- **Passage for review**
[System Admin main menu screenshot] As part of a company Intranet, I designed and built a service administration system which allows services to be administered by non-technical staff with minimal training. Services administered include UK domain registrations, DNS zones, web site hosting, email aliases, POP3 mailboxes, and dialup accounts; system logs can also be viewed and queried using SQL statements.

Access to the system is fine-grained, such that specific operators can be given control over one specific subsystem and no others (for instance first-line technical support staff may be allowed to view dialup passwords and logs, and nothing else).

Monitoring daemons maintain lists of who is using the system, what blocks are currently in place on the firewall, and the current network load, to allow problems to be diagnosed quickly.

[DNS zone listing screenshot]
All of the services maintained within this system can be listed and searched using straightforward keyword matching, and ordered in many different ways. This means that operators find the services they are looking for as quickly as possible.

- **The problem**
Can you carry on the description of the intranet service administration system from where it stops? The records come from a separate, unrelated source.

- **Study material**
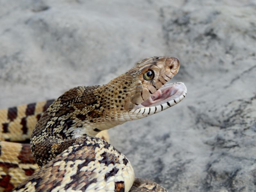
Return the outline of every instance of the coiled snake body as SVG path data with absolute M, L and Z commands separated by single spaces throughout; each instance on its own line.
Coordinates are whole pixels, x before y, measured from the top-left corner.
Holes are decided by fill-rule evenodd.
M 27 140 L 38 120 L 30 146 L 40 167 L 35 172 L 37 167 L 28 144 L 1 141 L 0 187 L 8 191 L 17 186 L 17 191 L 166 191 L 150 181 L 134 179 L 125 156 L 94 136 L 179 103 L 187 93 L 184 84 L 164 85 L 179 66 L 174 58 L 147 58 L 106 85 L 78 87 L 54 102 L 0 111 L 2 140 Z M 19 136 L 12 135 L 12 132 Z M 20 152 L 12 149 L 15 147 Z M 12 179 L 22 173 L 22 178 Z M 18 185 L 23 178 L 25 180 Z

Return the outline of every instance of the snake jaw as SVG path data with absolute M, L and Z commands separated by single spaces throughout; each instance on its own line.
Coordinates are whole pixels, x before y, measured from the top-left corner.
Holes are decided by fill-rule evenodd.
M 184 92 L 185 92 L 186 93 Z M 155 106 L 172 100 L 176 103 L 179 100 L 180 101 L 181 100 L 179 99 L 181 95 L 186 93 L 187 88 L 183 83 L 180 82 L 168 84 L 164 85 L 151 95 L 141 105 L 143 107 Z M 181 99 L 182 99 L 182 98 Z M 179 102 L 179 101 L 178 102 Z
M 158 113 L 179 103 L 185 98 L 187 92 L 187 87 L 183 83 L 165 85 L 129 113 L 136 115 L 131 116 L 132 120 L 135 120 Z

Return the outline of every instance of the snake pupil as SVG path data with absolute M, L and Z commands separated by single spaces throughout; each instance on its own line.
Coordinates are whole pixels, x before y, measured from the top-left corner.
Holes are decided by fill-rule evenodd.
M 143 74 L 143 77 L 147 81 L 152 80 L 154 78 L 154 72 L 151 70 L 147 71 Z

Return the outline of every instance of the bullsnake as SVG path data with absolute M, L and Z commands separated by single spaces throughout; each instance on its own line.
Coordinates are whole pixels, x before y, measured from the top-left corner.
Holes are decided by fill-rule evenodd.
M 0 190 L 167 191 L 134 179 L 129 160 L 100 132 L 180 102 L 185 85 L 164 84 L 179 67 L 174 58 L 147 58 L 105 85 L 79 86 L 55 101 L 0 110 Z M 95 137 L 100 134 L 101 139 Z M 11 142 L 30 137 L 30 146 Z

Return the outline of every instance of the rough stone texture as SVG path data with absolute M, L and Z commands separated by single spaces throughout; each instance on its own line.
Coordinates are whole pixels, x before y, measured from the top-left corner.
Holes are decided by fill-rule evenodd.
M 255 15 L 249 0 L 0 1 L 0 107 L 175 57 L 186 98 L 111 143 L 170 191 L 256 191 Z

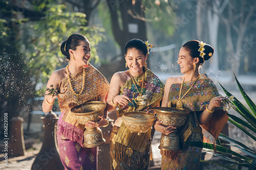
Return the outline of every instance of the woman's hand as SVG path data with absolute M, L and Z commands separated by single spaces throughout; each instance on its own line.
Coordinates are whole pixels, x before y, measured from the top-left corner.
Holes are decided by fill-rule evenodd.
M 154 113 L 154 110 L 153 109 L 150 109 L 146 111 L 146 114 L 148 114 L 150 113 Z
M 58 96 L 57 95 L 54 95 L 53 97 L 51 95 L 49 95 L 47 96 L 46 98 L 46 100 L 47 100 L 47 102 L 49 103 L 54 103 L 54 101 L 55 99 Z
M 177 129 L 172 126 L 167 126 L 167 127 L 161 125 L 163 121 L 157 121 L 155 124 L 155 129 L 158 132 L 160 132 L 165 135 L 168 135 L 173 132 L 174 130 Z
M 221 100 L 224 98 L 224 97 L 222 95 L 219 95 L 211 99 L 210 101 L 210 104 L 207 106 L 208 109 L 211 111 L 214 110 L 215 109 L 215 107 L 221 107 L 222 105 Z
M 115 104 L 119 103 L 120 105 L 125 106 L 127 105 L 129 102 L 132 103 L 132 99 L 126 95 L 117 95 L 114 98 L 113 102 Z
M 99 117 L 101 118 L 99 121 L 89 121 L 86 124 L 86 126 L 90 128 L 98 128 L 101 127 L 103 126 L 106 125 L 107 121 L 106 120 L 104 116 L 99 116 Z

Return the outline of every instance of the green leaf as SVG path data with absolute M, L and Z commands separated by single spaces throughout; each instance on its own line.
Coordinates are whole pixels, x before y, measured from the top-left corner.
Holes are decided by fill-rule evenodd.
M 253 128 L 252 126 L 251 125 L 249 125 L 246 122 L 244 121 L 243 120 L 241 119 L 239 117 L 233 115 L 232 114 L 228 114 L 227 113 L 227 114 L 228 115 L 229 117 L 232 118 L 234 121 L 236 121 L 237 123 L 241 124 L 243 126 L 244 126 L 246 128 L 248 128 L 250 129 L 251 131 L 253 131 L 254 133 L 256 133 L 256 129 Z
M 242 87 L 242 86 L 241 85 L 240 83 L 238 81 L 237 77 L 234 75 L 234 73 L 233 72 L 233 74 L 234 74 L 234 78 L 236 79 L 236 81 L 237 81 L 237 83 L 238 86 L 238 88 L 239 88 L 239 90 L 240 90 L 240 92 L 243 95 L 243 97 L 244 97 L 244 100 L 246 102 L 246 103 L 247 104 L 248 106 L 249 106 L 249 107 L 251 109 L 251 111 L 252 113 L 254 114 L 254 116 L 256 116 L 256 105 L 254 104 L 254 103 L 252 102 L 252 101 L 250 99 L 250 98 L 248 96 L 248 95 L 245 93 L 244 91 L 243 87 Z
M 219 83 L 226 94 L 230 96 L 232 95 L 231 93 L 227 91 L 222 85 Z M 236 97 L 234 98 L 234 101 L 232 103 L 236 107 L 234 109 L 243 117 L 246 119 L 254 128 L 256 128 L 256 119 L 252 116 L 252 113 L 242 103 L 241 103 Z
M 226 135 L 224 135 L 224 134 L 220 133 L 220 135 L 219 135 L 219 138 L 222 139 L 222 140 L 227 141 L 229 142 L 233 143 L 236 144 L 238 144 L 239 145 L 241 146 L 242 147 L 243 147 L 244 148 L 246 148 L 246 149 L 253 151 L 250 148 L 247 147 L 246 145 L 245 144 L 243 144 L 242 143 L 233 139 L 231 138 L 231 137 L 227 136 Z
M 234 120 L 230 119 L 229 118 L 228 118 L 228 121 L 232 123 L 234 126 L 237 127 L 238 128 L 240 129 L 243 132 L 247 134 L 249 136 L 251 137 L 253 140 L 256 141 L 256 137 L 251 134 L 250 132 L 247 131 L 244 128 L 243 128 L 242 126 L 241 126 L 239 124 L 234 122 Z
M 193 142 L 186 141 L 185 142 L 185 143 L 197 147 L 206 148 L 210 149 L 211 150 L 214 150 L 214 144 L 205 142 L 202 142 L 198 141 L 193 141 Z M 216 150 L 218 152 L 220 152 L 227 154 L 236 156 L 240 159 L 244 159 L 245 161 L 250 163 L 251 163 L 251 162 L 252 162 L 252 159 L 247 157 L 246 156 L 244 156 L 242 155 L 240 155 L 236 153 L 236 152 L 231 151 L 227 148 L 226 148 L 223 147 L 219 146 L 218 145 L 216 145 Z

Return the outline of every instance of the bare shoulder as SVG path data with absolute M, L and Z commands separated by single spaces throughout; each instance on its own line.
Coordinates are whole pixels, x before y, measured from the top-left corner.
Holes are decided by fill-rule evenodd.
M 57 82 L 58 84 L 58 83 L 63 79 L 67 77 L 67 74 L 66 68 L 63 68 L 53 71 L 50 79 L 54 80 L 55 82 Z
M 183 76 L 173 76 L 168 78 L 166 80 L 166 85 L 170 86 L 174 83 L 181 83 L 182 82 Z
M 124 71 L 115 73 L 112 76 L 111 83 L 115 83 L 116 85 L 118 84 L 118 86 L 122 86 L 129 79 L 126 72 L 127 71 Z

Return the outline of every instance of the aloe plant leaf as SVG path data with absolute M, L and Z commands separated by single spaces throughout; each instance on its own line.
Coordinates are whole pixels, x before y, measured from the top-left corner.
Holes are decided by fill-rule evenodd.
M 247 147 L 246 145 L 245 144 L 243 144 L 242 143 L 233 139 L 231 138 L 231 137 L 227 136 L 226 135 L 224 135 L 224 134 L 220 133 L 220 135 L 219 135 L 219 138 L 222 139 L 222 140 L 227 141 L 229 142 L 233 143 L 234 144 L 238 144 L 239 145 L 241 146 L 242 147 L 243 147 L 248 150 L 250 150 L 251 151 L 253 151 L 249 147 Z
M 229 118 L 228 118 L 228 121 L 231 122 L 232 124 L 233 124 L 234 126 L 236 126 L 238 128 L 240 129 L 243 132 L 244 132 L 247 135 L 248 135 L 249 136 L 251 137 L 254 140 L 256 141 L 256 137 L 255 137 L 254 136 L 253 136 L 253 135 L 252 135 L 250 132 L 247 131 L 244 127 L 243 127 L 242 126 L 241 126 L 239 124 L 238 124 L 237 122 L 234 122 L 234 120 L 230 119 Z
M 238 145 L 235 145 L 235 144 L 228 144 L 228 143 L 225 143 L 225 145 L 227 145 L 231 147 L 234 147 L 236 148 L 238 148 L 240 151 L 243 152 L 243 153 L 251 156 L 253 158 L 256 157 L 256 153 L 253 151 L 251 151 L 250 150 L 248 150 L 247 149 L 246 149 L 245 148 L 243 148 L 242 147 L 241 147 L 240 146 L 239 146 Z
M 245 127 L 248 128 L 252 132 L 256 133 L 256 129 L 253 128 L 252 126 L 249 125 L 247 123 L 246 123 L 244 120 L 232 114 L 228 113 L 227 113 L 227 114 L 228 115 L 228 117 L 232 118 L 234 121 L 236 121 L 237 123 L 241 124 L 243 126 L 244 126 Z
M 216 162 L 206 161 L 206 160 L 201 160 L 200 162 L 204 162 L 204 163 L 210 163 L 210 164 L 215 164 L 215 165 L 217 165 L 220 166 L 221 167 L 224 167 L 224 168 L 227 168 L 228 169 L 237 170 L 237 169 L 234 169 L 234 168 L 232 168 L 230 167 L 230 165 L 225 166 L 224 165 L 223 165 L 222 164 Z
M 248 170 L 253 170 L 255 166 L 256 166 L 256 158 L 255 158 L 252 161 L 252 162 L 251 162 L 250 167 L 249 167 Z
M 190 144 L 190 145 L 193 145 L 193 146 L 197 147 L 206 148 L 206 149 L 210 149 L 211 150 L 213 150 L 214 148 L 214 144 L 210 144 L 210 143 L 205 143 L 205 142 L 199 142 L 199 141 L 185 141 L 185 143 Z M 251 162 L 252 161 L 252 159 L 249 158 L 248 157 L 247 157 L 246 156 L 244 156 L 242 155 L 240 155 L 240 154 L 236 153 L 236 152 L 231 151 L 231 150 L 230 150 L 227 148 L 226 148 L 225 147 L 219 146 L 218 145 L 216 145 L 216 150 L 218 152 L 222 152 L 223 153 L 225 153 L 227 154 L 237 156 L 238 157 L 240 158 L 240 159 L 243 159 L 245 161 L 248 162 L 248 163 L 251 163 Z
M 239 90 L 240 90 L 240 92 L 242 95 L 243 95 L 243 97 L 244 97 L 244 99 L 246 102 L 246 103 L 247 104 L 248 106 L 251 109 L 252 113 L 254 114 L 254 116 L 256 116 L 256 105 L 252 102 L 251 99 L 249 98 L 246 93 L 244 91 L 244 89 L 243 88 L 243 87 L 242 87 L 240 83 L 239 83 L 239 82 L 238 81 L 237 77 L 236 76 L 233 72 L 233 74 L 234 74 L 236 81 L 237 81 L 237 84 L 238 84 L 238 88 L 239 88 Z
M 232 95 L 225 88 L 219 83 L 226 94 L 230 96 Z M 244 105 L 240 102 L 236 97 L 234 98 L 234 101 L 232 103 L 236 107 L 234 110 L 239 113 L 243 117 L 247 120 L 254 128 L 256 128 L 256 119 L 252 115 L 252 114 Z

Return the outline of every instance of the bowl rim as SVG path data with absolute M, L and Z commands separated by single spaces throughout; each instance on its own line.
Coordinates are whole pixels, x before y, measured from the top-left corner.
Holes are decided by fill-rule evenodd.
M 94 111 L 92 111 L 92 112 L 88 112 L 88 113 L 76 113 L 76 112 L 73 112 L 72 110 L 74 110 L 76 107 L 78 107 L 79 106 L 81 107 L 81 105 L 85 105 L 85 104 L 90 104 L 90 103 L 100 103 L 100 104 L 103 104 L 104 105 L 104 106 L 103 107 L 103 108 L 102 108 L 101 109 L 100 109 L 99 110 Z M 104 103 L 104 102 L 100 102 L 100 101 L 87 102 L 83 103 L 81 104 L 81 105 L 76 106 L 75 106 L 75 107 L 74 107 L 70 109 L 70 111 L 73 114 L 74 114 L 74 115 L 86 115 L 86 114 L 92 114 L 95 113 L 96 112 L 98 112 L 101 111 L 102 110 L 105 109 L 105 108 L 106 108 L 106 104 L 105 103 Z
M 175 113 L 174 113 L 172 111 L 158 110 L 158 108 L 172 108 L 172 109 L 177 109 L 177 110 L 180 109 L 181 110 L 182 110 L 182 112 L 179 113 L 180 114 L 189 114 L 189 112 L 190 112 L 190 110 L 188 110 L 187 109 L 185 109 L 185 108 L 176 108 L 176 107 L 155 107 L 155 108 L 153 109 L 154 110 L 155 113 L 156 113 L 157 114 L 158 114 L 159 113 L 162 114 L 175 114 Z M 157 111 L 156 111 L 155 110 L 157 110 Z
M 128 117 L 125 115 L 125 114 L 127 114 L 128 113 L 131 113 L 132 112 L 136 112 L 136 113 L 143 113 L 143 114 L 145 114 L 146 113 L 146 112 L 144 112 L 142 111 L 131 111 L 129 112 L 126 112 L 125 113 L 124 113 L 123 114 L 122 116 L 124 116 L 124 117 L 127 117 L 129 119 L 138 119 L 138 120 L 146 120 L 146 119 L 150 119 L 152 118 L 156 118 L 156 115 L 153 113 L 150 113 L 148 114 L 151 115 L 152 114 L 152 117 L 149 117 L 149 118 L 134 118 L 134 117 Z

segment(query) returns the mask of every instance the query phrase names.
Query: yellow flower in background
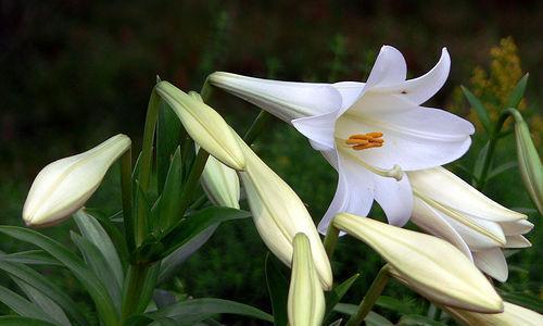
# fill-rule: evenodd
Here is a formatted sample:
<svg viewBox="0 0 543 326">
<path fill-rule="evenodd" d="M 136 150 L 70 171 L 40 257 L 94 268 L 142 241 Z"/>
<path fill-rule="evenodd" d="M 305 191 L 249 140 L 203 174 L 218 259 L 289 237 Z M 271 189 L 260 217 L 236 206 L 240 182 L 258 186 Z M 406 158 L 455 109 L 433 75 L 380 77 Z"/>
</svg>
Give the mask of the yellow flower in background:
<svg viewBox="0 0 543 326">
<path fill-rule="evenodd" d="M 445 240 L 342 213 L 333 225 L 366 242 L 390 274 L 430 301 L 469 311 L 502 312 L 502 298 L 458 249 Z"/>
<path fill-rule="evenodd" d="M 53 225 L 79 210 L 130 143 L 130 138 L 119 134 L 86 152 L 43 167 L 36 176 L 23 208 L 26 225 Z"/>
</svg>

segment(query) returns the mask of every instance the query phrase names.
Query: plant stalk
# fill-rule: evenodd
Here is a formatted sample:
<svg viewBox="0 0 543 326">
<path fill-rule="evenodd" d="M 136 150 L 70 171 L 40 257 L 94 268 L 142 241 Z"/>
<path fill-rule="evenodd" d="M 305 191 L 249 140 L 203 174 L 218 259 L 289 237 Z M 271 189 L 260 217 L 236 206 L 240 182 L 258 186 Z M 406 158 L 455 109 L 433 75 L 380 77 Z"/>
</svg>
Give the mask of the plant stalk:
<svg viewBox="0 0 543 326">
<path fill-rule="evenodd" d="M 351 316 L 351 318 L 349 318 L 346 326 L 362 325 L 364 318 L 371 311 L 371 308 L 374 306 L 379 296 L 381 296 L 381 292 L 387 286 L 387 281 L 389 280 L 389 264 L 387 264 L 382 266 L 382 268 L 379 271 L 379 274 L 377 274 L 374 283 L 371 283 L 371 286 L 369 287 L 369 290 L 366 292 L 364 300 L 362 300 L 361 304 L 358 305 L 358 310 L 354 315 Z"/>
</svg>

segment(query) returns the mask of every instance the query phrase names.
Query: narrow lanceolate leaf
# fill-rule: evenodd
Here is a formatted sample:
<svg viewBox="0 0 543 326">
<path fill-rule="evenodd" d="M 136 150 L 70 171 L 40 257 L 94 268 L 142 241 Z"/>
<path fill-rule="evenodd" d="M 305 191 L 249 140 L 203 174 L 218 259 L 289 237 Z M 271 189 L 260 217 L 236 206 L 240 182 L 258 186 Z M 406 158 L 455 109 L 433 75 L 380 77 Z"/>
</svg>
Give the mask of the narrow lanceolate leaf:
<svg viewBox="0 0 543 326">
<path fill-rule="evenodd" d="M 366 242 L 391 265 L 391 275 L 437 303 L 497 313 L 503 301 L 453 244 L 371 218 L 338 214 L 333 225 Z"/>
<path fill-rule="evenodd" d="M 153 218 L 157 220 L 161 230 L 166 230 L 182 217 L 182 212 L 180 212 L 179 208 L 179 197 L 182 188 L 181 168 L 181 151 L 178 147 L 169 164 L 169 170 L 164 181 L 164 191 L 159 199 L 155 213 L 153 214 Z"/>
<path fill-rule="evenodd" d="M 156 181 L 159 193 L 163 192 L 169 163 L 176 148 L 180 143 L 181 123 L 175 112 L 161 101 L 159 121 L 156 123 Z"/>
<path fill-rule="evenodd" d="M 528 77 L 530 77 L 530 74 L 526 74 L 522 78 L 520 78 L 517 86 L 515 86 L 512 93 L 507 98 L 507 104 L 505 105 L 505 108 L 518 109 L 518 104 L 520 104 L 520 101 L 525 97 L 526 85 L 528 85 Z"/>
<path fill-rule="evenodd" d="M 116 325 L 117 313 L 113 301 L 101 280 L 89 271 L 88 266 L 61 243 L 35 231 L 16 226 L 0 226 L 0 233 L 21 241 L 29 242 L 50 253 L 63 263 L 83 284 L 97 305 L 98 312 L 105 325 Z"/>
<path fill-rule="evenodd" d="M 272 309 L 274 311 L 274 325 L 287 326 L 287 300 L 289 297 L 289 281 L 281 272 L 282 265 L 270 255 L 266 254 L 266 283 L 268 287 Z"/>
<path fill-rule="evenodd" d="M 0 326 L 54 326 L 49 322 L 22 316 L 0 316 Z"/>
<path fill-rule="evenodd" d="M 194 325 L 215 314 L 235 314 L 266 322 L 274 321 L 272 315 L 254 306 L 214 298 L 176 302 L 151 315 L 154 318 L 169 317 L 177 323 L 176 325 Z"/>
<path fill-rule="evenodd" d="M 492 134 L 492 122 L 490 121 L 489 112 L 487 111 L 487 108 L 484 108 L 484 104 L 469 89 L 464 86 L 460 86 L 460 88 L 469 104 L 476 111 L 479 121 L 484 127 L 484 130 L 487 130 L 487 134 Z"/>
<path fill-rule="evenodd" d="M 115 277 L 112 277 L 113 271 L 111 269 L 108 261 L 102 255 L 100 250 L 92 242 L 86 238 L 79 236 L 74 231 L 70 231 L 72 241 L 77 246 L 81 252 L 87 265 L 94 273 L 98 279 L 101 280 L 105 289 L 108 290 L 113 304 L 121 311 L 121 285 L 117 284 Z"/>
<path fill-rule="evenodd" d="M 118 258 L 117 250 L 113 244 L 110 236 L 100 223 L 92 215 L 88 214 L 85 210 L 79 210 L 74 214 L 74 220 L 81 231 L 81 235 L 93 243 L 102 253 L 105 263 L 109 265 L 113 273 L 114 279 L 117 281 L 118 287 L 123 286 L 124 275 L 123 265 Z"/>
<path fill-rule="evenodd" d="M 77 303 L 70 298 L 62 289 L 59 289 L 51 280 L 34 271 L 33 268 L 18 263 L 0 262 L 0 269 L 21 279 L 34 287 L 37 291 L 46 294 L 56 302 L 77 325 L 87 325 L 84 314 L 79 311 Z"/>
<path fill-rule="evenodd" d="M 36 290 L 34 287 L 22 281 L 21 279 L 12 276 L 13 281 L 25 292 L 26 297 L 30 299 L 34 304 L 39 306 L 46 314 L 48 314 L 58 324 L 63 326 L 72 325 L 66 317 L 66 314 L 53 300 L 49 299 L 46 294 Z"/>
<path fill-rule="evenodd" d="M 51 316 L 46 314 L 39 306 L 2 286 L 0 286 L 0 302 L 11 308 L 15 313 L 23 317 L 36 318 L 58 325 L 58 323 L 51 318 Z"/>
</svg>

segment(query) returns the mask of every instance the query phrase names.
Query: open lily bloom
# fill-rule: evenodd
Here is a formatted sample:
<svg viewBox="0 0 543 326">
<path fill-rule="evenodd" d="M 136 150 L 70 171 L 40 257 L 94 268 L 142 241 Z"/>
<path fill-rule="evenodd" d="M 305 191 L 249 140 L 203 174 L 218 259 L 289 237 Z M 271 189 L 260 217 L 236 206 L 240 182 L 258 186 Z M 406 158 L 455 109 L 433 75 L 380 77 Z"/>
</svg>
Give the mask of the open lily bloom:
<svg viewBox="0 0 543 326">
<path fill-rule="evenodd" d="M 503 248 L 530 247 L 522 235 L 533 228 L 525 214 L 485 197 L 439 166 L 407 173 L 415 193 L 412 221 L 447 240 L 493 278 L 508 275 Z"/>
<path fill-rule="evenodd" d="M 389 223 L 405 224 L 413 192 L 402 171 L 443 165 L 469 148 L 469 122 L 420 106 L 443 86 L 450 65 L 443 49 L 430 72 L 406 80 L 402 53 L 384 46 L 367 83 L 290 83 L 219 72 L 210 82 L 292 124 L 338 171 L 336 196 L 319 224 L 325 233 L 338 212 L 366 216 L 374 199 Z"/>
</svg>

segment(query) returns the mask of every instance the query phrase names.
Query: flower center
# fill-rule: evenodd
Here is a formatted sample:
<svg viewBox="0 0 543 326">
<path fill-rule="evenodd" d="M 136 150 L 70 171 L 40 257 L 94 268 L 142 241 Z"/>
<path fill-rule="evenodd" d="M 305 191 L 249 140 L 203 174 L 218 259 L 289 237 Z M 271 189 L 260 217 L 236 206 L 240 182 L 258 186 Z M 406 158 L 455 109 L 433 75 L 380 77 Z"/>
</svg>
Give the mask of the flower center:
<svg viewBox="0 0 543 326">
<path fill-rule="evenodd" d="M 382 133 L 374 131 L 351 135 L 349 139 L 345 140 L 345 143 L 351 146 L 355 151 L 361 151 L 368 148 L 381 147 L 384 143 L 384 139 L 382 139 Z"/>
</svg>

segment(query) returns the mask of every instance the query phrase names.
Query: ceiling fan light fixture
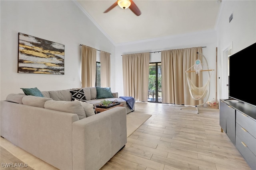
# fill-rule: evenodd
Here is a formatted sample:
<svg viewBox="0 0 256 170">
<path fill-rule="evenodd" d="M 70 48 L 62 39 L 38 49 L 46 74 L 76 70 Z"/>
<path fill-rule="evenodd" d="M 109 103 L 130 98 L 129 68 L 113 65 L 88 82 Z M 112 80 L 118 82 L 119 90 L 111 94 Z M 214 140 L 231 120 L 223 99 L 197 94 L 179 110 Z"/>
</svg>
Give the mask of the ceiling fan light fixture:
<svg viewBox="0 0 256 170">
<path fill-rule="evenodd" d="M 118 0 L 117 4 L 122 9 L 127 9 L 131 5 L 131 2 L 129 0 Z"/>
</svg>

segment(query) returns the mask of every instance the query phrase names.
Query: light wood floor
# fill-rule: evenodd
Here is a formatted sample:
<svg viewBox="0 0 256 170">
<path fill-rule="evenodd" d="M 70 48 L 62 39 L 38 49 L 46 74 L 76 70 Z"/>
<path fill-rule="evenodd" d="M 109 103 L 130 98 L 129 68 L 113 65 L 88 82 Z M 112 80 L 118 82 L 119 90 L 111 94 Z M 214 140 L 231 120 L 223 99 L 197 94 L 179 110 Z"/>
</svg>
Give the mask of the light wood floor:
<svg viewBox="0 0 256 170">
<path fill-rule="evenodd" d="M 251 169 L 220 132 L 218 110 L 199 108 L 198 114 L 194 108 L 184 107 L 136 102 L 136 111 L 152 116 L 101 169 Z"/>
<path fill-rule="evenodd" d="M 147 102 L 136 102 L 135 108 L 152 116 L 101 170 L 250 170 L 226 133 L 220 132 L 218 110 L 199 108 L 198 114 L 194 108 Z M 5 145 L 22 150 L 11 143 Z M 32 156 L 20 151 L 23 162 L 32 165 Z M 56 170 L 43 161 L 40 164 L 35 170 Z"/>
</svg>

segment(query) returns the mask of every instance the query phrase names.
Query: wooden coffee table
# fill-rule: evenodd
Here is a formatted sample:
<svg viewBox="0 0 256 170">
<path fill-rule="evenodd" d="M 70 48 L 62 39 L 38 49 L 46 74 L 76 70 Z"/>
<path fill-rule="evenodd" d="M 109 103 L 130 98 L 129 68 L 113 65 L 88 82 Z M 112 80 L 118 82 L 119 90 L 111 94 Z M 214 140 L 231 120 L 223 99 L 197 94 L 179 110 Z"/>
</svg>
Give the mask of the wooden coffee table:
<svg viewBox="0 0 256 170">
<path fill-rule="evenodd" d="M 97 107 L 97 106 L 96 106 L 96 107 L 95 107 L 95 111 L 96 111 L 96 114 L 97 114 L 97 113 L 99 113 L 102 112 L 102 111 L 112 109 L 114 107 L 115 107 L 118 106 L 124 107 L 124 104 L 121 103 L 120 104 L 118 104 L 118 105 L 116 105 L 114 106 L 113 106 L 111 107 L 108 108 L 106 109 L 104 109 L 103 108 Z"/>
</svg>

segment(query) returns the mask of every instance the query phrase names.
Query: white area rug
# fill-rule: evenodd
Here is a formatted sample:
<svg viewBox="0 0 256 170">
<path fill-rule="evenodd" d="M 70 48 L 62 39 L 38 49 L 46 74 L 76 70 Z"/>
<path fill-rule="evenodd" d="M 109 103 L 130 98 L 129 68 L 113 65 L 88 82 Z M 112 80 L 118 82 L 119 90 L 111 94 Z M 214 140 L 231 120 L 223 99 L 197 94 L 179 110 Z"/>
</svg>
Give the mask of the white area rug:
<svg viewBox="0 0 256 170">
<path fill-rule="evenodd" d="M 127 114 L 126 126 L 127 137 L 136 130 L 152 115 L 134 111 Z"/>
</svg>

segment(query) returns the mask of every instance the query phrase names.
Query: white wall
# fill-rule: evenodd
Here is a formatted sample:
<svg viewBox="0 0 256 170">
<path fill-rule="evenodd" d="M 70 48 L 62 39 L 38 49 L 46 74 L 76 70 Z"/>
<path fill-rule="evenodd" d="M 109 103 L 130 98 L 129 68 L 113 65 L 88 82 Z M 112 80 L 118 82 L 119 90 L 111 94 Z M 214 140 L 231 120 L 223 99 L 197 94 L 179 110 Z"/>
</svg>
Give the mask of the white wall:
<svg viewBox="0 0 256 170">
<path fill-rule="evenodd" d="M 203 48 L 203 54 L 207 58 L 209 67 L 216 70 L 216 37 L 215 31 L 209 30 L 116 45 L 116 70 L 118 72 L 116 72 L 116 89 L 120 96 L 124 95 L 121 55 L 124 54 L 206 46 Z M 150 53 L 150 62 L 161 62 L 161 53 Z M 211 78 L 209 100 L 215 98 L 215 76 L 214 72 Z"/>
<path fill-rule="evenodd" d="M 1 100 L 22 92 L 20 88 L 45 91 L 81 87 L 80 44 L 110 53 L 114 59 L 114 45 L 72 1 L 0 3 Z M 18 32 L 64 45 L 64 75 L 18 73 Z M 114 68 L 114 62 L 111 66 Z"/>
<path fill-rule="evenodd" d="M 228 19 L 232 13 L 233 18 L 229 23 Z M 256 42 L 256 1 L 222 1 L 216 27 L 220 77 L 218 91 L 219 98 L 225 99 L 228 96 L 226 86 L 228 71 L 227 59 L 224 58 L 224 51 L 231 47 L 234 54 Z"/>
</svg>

- **Response area**
Defaults for all services are set such that an operator will need to modify at most two or three fields in the course of creating a normal service - but the back-end database has been designed with enough flexibility to cover any special cases that arise.

Record editing is done on clear unambiguous web forms, with on-screen prompts to remind operators of easily forgotten information where applicable.

Finally, this system ties into the semi-automated invoicing system, which generates pro forma invoices, sends them to customers, queues payments and queries for processing by the accounts department, integrates with the Sage accounts package, and provides an account history / call log mechanism. This means that any customer's full service record and call history can be viewed instantly, from any of the service listings.